Task requirements:
Retype every record below exactly as it appears.

Entries provided:
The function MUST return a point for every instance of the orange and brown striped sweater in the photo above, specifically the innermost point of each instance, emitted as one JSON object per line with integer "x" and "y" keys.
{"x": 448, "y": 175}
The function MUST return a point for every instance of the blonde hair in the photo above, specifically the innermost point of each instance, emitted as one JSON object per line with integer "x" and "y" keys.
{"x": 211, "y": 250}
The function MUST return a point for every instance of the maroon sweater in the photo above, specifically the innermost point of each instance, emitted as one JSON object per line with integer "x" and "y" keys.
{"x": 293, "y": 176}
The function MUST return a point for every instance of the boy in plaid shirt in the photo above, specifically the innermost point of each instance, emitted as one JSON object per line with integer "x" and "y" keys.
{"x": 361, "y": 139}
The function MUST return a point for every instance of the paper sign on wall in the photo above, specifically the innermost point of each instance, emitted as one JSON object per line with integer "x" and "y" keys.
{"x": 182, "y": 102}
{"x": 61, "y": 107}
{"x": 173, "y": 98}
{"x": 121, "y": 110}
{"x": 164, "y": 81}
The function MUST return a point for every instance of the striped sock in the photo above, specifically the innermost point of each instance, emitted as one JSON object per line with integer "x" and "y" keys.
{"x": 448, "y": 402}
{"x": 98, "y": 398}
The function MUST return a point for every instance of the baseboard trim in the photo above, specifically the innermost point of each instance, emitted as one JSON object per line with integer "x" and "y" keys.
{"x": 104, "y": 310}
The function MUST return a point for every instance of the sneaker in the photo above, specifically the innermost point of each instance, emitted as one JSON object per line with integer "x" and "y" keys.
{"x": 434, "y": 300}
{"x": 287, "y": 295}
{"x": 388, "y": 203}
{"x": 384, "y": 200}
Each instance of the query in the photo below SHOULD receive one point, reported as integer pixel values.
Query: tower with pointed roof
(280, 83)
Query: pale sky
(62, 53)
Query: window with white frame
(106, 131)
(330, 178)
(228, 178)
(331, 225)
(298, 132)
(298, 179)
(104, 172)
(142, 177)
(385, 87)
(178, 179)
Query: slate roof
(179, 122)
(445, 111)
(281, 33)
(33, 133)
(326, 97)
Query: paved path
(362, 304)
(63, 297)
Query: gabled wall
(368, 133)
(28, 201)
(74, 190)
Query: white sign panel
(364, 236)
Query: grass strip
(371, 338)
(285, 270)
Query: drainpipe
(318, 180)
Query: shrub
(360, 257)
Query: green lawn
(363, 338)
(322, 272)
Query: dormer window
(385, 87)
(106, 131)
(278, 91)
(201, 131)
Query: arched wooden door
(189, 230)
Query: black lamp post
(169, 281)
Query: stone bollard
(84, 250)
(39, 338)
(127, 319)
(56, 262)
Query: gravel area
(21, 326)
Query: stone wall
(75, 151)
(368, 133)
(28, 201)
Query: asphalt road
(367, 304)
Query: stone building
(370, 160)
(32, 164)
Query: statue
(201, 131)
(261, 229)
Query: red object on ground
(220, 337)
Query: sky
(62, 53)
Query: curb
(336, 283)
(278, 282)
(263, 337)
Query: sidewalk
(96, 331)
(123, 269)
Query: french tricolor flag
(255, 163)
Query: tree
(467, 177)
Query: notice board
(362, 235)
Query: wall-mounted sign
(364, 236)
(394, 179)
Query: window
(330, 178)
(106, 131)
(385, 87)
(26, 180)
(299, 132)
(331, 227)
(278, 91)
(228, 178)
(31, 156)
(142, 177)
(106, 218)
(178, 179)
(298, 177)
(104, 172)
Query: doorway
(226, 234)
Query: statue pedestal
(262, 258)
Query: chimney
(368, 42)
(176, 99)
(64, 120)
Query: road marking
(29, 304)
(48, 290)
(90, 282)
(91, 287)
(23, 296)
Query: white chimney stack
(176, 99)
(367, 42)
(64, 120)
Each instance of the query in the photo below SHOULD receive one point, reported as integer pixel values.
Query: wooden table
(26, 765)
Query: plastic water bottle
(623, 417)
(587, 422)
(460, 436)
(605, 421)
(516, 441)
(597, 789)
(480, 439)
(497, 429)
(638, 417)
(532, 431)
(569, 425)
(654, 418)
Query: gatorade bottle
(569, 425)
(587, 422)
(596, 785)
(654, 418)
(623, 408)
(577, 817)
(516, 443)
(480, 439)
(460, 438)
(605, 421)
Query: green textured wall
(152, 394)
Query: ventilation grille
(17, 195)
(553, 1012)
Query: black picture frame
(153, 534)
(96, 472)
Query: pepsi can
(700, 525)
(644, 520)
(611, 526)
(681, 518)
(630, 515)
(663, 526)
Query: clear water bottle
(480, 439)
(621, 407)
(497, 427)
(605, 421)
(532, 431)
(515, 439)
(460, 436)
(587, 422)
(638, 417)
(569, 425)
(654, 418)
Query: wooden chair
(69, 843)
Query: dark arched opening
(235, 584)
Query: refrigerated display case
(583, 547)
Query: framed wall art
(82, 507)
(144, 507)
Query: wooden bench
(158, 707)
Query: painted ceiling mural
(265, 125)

Response to the exercise:
The function MUST return a point for every instance of the orange and brown striped sweater in the photo above, specifically the innermost point of each instance, emitted as one JSON object per line with integer "x" and "y" keys.
{"x": 448, "y": 175}
The function MUST return a point for every instance of the blonde hair in the photo above, specifically the innermost point of each instance, emitted as one JSON object per line with integer "x" and "y" keys.
{"x": 211, "y": 250}
The function MUST return a point for every instance of the maroon sweater in the photo above, specifically the innermost point of each instance, emitted as one JSON object per line with integer "x" and "y" keys.
{"x": 293, "y": 176}
The function MUST return a point for every instance of the boy in plaid shirt in the photo above, specifically the innermost point of each instance, emitted as one JSON object per line with integer "x" and "y" keys.
{"x": 361, "y": 139}
The function MUST return a point for every instance of the paper sign on wall in the photo above, specifically the innermost point of each instance, emitted as one JSON object per line with integer "x" and "y" keys.
{"x": 182, "y": 102}
{"x": 61, "y": 107}
{"x": 173, "y": 98}
{"x": 121, "y": 110}
{"x": 164, "y": 81}
The function MUST return a point for every instance of the striped sock in the photo above, specifically the innermost point of each instance, emitted as one JSON object per line with integer "x" and "y" keys.
{"x": 448, "y": 402}
{"x": 98, "y": 398}
The function MUST return a point for every instance of the baseboard trim in the photo above, specifically the innermost point of each instance, emitted as one JSON object per line with integer "x" and "y" keys.
{"x": 104, "y": 310}
The function MUST return a point for every instance of the sneaker in the photo above, specifically the innermost point of each instance, emitted as one JSON object per line with integer "x" and "y" keys.
{"x": 434, "y": 300}
{"x": 287, "y": 295}
{"x": 388, "y": 203}
{"x": 384, "y": 200}
Each instance of the query in the photo below SHOULD receive one point, reported as integer pixel values.
Query: tower with pointed roof
(280, 83)
Query: pale sky
(62, 53)
Query: window with white frame
(106, 131)
(330, 178)
(228, 178)
(331, 225)
(298, 132)
(298, 179)
(104, 172)
(142, 177)
(385, 87)
(178, 179)
Query: slate roof
(179, 122)
(445, 111)
(281, 33)
(33, 133)
(326, 97)
Query: paved path
(362, 304)
(63, 297)
Query: gabled wall
(368, 133)
(28, 201)
(74, 190)
Query: white sign panel
(364, 236)
Query: grass strip
(371, 338)
(285, 270)
Query: drainpipe
(318, 180)
Query: shrub
(360, 257)
Query: green lawn
(363, 338)
(322, 272)
Query: dormer window
(385, 87)
(106, 131)
(278, 91)
(201, 131)
Query: arched wooden door
(189, 230)
Query: black lamp post
(169, 281)
Query: stone bollard
(84, 250)
(39, 338)
(127, 319)
(56, 262)
Query: gravel area
(21, 326)
Query: stone wall
(75, 151)
(368, 133)
(28, 201)
Query: asphalt road
(367, 304)
Query: stone building
(370, 160)
(32, 164)
Query: statue
(201, 131)
(261, 229)
Query: red object on ground
(220, 337)
Query: sky
(62, 53)
Query: curb
(336, 283)
(278, 282)
(263, 337)
Query: sidewalk
(96, 331)
(123, 269)
Query: french tricolor flag
(255, 163)
Query: tree
(467, 177)
Query: notice board
(362, 235)
Query: wall-mounted sign
(364, 236)
(394, 179)
Query: window
(330, 178)
(106, 131)
(385, 87)
(26, 180)
(299, 132)
(331, 227)
(278, 91)
(228, 178)
(31, 156)
(142, 177)
(106, 218)
(178, 179)
(298, 177)
(104, 172)
Query: doorway
(226, 234)
Query: statue pedestal
(262, 258)
Query: chimney
(368, 42)
(176, 99)
(64, 120)
Query: road marking
(29, 304)
(48, 290)
(90, 282)
(91, 287)
(23, 296)
Query: white chimney stack
(176, 99)
(367, 42)
(64, 120)
Each instance of the query in the photo below SHOULD receive one point, reported as integer pixel values.
Query: wooden table
(26, 765)
Query: plastic water bottle
(623, 417)
(587, 422)
(460, 436)
(605, 421)
(516, 441)
(597, 789)
(480, 439)
(497, 429)
(638, 417)
(532, 431)
(569, 425)
(654, 418)
Query: gatorade bottle
(569, 425)
(587, 422)
(596, 785)
(654, 418)
(623, 408)
(577, 817)
(516, 443)
(480, 439)
(460, 438)
(605, 421)
Query: green textured wall
(152, 394)
Query: ventilation grille
(17, 195)
(553, 1012)
Query: black picture frame
(153, 534)
(96, 472)
Query: pepsi can
(700, 525)
(644, 520)
(611, 526)
(681, 518)
(630, 515)
(663, 526)
Query: clear water bottle
(480, 439)
(621, 407)
(497, 427)
(605, 421)
(532, 431)
(515, 439)
(460, 436)
(587, 422)
(638, 417)
(569, 425)
(654, 418)
Query: wooden chair
(69, 843)
Query: dark arched opening
(235, 584)
Query: refrigerated display case
(583, 547)
Query: framed wall art
(82, 507)
(144, 507)
Query: wooden bench
(158, 707)
Query: painted ceiling mural
(265, 125)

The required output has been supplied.